* [Aim of the task] Take every line containing "outline" out of the records.

(Records from a dataset)
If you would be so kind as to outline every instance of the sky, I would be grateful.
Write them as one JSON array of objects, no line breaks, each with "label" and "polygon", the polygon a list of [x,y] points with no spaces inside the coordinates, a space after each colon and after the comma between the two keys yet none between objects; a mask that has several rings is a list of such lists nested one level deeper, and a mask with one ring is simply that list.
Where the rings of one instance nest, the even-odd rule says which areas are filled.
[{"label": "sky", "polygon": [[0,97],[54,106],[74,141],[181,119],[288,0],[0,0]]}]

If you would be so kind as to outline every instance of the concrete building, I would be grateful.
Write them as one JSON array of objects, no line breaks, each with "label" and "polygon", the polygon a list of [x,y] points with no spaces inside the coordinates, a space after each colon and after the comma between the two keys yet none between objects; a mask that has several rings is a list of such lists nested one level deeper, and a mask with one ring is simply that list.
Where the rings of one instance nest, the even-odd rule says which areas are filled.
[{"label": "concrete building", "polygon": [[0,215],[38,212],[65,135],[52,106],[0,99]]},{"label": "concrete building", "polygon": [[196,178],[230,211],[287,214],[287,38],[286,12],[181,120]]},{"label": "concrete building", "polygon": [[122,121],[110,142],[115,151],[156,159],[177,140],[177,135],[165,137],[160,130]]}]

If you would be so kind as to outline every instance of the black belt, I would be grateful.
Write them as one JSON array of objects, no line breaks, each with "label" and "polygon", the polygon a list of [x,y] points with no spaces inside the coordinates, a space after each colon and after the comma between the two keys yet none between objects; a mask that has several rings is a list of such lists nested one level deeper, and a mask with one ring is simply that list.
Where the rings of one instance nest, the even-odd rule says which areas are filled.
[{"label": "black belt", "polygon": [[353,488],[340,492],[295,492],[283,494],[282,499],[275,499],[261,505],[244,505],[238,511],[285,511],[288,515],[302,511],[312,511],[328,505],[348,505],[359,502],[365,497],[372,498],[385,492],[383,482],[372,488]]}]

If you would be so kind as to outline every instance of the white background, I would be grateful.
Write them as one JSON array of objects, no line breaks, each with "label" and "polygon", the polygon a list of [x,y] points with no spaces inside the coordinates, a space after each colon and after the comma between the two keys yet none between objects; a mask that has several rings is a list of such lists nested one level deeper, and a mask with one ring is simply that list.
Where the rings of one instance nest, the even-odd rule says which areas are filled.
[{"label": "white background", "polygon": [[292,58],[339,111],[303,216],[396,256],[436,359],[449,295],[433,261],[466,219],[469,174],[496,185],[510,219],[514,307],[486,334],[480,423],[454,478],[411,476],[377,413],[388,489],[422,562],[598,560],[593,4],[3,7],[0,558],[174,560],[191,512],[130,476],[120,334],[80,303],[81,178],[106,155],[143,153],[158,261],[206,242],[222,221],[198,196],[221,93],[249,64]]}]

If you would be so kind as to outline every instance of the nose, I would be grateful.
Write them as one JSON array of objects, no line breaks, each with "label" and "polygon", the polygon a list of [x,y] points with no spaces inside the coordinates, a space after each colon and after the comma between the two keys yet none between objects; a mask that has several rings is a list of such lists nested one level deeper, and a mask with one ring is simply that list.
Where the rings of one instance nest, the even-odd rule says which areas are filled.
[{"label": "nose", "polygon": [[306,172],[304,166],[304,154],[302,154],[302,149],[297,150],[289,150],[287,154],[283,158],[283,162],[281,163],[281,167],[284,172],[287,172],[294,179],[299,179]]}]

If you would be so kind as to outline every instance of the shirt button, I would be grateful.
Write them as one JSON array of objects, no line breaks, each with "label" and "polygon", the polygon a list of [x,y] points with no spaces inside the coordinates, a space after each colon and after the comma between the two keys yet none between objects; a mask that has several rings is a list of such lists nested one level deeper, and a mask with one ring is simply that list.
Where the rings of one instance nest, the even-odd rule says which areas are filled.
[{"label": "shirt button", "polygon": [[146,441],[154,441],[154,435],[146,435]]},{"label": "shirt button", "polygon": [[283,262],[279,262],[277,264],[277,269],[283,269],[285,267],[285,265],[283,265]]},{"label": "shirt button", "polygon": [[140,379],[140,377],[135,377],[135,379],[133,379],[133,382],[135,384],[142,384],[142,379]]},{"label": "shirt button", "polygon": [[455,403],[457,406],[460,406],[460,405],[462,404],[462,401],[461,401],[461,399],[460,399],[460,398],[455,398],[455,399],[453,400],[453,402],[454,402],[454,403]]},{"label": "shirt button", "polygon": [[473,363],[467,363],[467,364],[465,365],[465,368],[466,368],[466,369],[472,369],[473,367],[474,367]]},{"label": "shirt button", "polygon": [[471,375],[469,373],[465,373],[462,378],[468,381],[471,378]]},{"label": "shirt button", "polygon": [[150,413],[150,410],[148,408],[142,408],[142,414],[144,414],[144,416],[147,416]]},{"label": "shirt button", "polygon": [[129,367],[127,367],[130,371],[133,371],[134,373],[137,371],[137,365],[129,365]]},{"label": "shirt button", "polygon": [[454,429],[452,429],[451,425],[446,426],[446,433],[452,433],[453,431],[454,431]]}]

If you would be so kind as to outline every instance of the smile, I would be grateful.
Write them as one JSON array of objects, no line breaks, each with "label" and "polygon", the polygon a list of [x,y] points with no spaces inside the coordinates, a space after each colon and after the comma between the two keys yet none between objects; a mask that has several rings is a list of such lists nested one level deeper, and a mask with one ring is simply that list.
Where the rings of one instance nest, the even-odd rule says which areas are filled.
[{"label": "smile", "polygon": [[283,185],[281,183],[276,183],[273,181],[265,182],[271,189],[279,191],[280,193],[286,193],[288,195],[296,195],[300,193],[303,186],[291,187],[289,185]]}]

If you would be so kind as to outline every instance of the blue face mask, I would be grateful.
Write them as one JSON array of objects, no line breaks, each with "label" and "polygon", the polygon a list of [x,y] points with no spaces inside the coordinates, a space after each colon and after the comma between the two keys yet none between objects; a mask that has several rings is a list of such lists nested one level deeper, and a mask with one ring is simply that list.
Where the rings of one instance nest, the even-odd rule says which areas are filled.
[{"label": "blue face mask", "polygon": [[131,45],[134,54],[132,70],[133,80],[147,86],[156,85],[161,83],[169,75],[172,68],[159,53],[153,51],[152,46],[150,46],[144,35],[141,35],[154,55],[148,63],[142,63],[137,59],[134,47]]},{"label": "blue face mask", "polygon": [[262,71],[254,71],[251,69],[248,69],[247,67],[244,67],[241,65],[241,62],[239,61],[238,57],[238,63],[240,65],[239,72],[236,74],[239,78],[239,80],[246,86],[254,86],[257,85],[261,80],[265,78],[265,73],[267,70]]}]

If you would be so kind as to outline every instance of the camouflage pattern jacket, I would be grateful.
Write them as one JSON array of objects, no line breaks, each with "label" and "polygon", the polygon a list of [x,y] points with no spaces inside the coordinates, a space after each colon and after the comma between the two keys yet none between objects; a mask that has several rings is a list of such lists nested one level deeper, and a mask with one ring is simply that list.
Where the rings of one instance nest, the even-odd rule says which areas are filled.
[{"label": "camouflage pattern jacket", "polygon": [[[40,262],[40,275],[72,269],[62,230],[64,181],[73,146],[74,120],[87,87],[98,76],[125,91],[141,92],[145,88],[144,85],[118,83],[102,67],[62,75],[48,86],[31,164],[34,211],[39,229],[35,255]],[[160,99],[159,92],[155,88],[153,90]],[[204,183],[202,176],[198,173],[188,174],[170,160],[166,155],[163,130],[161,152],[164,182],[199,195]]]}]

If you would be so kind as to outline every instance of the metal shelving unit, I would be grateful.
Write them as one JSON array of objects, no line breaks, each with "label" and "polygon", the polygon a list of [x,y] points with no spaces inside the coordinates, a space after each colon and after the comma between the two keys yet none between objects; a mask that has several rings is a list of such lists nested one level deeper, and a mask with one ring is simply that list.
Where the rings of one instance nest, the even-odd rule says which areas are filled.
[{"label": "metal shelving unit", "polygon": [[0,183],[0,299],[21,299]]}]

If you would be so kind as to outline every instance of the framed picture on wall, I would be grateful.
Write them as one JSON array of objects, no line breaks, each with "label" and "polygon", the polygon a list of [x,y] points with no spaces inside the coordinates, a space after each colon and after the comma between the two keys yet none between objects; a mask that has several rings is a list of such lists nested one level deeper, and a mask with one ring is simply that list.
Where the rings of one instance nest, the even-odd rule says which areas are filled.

* [Output for this task]
If you would be so kind as to outline every instance of the sky, I would be grateful.
If you would be so kind as to outline every instance of the concrete building, I would be grateful.
If you would be so kind as to outline every instance of the black belt, I would be grateful.
If you would be so kind as to outline every instance of the white background, I would be grateful.
If you would be so kind as to outline every instance of the nose, I would be grateful.
If you would be so kind as to outline every instance of the shirt button, I would be grateful.
If you would be so kind as to outline every instance of the smile, I would be grateful.
If you would be so kind as to outline every instance of the blue face mask, I would be grateful.
If you would be so kind as to outline every instance of the camouflage pattern jacket, I would be grateful.
If you would be so kind as to outline every instance of the metal shelving unit, I would be grateful.
If you would be so kind as to outline every instance of the framed picture on wall, I would be grateful.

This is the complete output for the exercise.